--- Ziel 1 ---
Zähle die Zeilen der Auflistung, in denen die Zeichenfolge „post“ vorkommt, unter Beachtung der Groß- und Kleinschreibung. Gib nur die Anzahl aus.

--- Ausgangstext ---

-----

Hugo Schneider N°1

Das tapfere Schneiderlein

Typ: Hugo Schneider N°1, 30HK, Spiritus-Glühlichtbrenner

Baujahr: Kann ich nicht genau sagen, angegeben in Katalogen von 1910.

Namensgebung: Schneiderlein deswegen, weil der N°1 eben der kleine Bruder des N°2 ist. Tapfer, weil er nach kurzer Benutzung wohl viele Jahrzehnte einsam in seiner Schachtel ausgehalten hat.

Anschaffung: November 2007, aus Bayern eingeflogen ,-)

Zustand: Originalverpackt, aber nicht unbenutzt. Schmauchspuren am Zündloch und Verzunderungen am Brenner sprechen da eine eindeutige Sprache. Jegliche Deflorationsvorwürfe passionierter Vitrinensammler weise ich zurück: Das Ding war in Betrieb und bleibt es auch.

Hugo Schneider N°1 in Originalverpackung

Besonderheiten

Na... Also. Wißt Ihr selbst. So ein Stück in Originalverpackung...
Das darf man ja immerhin mal erwähnen.

Das ist übrigens die Luxus-Variante mit Vorwärmpumpe, mit Füllring (adaptiert von 10 auf 14'''-Gewinde) – für den Herrn, für die Dame, für das Kind. Gell? Bööp! Der Füllring ist sehr praktisch. Wenn der Tank keinen Füllstutzen hat, ist man ja immer genötigt, zum Betanken den Brenner abzuschrauben und zumindest teilweise herauszuziehen. Bei den dicken Dochten der Spiritus-Glühlichter (erst recht mit Pumpe!) wird es eng, und man schrabbelt jedesmal am Tankgewinde etwas vom Doch ab.

Ihre Geschichte

Da kann ich nur vermuten... Dieser Brenner war auf jeden Fall mehr als nur testweise in Betrieb, also keinesfalls jungfräulich. Vielleicht war irgendwann Petroleum wieder billiger oder leichter beschaffbar, so daß der Eigentümer diesen Brenner wieder rausgeschraubt und schlafengelegt hat. Auf jeden Fall wurde er fachlich korrekt behandelt: Der Docht war sauber und roch weder nach Benzin noch nach Petroleum.

Flamme ohne Glühstrumpf

Was war zu tun?

Da ich nur den Brenner erhielt, der ein wirklich perfektes Flammenbild zeigt, mußte ich laternich

herkriegen. Einen Tank mit Zapfen hatte ich noch liegen, fehlte also ein Kerzenständer. Den gab's für 'nen Euro auf'm Flohmarkt. Rein optisch mag der Fuß dem einen oder anderen etwas kippelig erscheinen, aber ich habe den Kerzenständer mit Blei ausgegossen. Da Lampe wiegt nun betankt knappe 2kg und ist (ausgemessen!) bis ca. 20° Schräglage standsicher.

Den Zylinder habe ich bei Stuga-Cabaña bestellt, er muß theoretisch 38mm Außendurchmesser haben, das ist aber bei meinem Exemplar sehr stramm. Jürgen war so freundlich, zwei Zylinder auszumessen, die in der Toleranz in Richtung 37mm gehen – das paßt perfekt.

-----

--- Daten ---
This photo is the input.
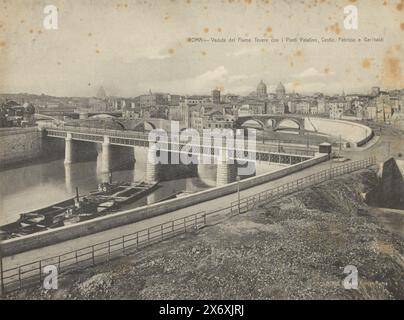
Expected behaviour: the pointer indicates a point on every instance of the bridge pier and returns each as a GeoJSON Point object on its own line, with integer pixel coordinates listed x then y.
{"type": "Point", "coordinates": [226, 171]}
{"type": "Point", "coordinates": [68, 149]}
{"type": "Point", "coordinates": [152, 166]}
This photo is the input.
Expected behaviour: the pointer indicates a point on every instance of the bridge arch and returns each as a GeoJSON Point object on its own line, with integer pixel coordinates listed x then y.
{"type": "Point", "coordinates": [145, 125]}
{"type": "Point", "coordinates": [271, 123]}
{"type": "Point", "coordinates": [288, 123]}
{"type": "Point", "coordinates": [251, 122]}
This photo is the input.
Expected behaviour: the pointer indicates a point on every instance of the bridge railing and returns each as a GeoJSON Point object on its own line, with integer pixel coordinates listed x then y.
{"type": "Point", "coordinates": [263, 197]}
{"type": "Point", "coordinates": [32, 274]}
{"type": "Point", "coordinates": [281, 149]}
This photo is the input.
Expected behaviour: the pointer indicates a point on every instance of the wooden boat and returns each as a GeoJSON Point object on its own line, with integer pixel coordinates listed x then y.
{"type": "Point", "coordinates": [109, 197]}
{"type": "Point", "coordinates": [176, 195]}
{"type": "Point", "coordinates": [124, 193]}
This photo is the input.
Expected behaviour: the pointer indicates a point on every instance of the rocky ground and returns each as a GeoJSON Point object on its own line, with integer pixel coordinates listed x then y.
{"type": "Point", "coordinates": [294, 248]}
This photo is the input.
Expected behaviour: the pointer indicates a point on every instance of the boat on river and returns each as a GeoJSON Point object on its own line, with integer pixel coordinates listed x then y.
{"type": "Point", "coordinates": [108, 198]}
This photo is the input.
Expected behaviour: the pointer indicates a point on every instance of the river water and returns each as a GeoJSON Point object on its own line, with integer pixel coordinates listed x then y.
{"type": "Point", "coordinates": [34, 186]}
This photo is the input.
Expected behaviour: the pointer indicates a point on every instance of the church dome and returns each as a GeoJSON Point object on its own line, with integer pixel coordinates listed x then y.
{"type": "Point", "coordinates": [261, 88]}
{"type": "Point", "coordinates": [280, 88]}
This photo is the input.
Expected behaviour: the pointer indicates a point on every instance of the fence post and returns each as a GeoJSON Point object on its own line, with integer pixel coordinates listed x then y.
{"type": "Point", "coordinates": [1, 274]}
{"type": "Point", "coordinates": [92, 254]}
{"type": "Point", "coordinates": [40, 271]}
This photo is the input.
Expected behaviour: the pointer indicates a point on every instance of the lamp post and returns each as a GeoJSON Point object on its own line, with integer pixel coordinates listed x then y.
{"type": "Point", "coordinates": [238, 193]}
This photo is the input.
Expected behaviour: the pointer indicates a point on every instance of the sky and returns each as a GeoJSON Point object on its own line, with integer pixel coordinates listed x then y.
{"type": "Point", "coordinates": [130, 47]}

-----

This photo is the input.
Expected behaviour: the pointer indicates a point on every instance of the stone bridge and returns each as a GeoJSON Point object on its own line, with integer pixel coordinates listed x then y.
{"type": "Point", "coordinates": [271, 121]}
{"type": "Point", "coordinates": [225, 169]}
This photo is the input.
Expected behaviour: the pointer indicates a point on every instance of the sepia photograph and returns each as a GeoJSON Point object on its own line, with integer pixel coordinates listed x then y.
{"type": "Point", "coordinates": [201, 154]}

-----

--- Ziel 2 ---
Zu welchem Preis wurde der Kerzenständer laut dem Text über den Hugo Schneider N°1 auf dem Flohmarkt erworben?

--- Lösung 1 ---
2

--- Lösung 2 ---
Für einen Euro.